Work task
Your answer must be a word-for-word copy of the data.

Material shown
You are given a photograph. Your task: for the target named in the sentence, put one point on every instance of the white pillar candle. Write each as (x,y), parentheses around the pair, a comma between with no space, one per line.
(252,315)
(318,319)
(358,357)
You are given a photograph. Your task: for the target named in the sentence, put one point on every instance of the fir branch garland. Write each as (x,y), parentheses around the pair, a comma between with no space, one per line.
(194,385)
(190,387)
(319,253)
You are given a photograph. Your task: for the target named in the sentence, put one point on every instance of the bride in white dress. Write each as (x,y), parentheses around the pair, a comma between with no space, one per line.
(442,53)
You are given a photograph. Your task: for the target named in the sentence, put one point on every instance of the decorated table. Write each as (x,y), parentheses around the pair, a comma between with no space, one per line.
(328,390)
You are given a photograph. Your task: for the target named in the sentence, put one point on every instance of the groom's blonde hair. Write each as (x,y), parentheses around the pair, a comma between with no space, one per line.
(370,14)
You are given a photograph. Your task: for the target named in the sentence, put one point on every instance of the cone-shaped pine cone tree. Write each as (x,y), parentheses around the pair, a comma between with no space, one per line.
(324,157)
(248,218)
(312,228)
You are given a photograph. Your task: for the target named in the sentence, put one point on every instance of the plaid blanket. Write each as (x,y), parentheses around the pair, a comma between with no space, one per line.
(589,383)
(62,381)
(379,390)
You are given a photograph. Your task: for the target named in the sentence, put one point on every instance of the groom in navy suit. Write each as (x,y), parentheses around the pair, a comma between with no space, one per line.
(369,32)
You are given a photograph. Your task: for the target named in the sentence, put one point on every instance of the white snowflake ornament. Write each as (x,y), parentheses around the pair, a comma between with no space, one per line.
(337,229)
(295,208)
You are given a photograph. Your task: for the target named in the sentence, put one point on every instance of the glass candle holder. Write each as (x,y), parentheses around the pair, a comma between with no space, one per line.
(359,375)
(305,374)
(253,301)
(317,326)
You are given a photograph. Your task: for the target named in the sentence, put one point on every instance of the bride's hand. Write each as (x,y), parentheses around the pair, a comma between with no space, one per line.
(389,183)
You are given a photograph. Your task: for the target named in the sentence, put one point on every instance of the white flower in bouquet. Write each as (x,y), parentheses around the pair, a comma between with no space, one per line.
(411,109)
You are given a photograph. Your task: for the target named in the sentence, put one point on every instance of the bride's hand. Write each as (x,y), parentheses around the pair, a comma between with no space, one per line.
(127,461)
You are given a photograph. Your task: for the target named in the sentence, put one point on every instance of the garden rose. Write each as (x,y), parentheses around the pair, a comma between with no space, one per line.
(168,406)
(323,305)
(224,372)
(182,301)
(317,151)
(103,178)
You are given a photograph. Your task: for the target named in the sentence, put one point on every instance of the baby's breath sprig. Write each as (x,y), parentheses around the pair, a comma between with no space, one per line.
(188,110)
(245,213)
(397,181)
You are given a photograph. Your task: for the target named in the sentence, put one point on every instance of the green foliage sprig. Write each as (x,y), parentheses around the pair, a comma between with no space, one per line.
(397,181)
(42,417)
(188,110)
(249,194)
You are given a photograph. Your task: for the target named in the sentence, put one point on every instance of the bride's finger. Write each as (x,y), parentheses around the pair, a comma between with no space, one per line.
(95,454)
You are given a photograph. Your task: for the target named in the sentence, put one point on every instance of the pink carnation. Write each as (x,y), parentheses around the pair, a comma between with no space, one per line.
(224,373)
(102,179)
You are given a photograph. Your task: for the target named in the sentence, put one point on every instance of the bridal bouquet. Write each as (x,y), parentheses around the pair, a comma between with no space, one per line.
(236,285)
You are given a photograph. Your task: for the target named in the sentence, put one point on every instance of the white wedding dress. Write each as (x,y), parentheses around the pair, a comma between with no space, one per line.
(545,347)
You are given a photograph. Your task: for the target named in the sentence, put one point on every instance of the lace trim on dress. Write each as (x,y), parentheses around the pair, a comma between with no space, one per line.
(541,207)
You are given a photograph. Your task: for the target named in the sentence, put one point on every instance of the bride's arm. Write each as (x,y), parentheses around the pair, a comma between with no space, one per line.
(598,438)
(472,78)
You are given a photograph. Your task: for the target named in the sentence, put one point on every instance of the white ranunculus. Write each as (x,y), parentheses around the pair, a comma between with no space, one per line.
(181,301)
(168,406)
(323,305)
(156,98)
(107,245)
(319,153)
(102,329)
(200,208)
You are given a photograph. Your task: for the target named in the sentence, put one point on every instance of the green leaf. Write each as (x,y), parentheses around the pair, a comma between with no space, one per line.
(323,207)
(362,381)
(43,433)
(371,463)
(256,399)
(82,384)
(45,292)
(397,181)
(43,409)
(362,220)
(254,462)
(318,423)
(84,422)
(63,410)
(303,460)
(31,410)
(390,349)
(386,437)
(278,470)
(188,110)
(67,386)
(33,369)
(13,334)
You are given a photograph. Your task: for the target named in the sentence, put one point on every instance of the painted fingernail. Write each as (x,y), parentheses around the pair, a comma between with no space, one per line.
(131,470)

Answer space
You are given a photograph. Your task: for the target named in the sentence, put one point on every instance of the white pillar candle. Write each as (x,y), parentheses around the pair, a comma between with no space, one per line.
(252,315)
(318,319)
(358,357)
You are given a photograph. Your task: for the target named in the sentence, put one point on every instance of the fir branch garland. Write each as (x,y), parentheses around the pair, a comma between with no space, one per line.
(194,385)
(190,387)
(319,253)
You are given a photograph. Your task: for the target named in the sentence, put one point on every instance of the bride in white dress. Write each as (x,y), parentheses around the pair, a comma between with no space, one per line.
(442,53)
You are given a photograph. Your task: for the target named in the sentence, put one point on every instance of the decorated table. Write each as (x,y), parentheses around the pair, a comma between with no space, one per line.
(328,390)
You are given a photograph. Your task: for the target named in the sentence, put one point on every instance of the groom's blonde hair. Write each as (x,y), parentheses around the pair, a comma between with no space, one per line.
(370,14)
You are given a photograph. Your task: for the target named in the sentence, put one point on every instance of the cone-shaped pine cone tree. Write each as (x,y), parentheses around the pair, a comma between with no space, one per line.
(324,157)
(248,218)
(312,228)
You are given a photograph. Your task: for the target named in the sentence, put one point on every instance of the plaid blanket. Write each as (x,y), parentheses around the pair, a comma between with no space, one per line.
(589,383)
(62,381)
(379,390)
You are given a photograph. Your task: for the target named in the sentence, put one point on every instance of the groom in navy suit. Write each as (x,y), parentheses around the pair, a comma between with no space, one per line.
(369,32)
You are given a photograph. Your task: for the target named in the sentence, put one point on every instance of the white snowflake ornament. Write each as (x,y), parentheses around the pair, a comma between with no space, one per line.
(337,229)
(295,208)
You are given a photograph. Your task: for the target named in the sentence, put one point on every instance of the glass candle holder. Write each as (x,y), parentheses around the pair, a comma between with no space, one per line.
(359,375)
(305,374)
(253,301)
(317,326)
You are given a photograph. Your task: for the target named in the sentence, put one point on every instance of the bride's hand. Write each as (x,y), parentheses around the pair, a comma between with no space, one per line.
(389,183)
You are given a photograph. Your task: for the target named in the sentence, put one point on every instance of the white flower in bouquet. Write each as (x,y), parentheses around the pair, a comma between with no space, one per line.
(411,109)
You are given a photograph. Your task: for the target named in the sentence, put one point on every instance of the bride's hand. Write each as (x,y), parentheses around the pair, a comma between with no space, one per line.
(127,461)
You are given a photograph. Your task: for the target named in the sentence, put one point on every instance of the garden rose. Write each as (x,y), parentheses around the pair, a comma between with no space, one per line.
(168,406)
(323,305)
(224,372)
(182,301)
(317,151)
(103,178)
You are given a photograph. Your task: for the target named in the sentence, put one point on every instance of the baby's breath sprig. Write each as (x,y), parentheses around the pair, a comma between with no space, one per line.
(188,110)
(245,213)
(397,181)
You are given a photograph. Your task: for the target named in the sentence, put one point on every instance of the green foliage sprig. Write each as (x,y), parentheses around the pair, a comma between with no space, one per line.
(397,181)
(42,417)
(188,110)
(249,194)
You are given a photograph. Your task: for the target named in the sentence, put one point on every instance of the bride's finger. Write each as (x,y), parentheses around the pair, a comma between with no space, one per line.
(95,454)
You are given a photograph. Your task: for the target named in the sentence, put one point on every instance of the pink carnation. Write each as (x,y), parentheses around the pair, a comma between with no space, one per line.
(224,373)
(102,179)
You are given a photograph. Your task: for the target named in the sentence, put one point on every instance of the bridal bouquet. Write each as (x,y), parentheses around the pair, a comma between with no space, one per line.
(236,285)
You are given a photograph. Your task: for the target named in the sentence, put one point on every instance of the white wedding dress. Write each as (x,y), parentheses around the pair, a comma between with no space, one per line.
(545,347)
You are given a photograph. Your task: for the target named in the sentence, put one point on every instance of the lace trim on dress. Write each as (x,y), parentheses around the pair, a comma between with no space, one per line.
(541,207)
You are given a photograph. Your task: for the target named in the sentence, put one point on every instance of the bride's arm. Write each as (x,y), parentheses around the pair, a comma between with no space, one per line.
(598,438)
(472,78)
You are given a photograph. Your task: for the target named in the sentence, put one point on every instance of the white ranunculus. Write each as (x,y), parentheses around the pair, a comma between with no space, one per line.
(181,301)
(168,406)
(323,305)
(156,98)
(107,245)
(319,153)
(102,329)
(200,208)
You are given a photograph. Your task: for the target named in the sentence, put one point on every instance of the green leaf. Write each as (x,y), parentheses around the pair, a comma between with no space, one per line.
(323,207)
(362,381)
(43,433)
(371,463)
(256,399)
(82,384)
(45,292)
(397,181)
(43,409)
(362,220)
(254,462)
(318,423)
(84,422)
(63,410)
(303,460)
(31,410)
(390,349)
(386,437)
(278,470)
(188,110)
(67,386)
(33,369)
(13,334)
You are given a photograph. Your task: for the target named in the sentence, put one point on every instance of the painted fingernail. Write each as (x,y), parentheses around the pair, a comma between with no space, one per line.
(131,470)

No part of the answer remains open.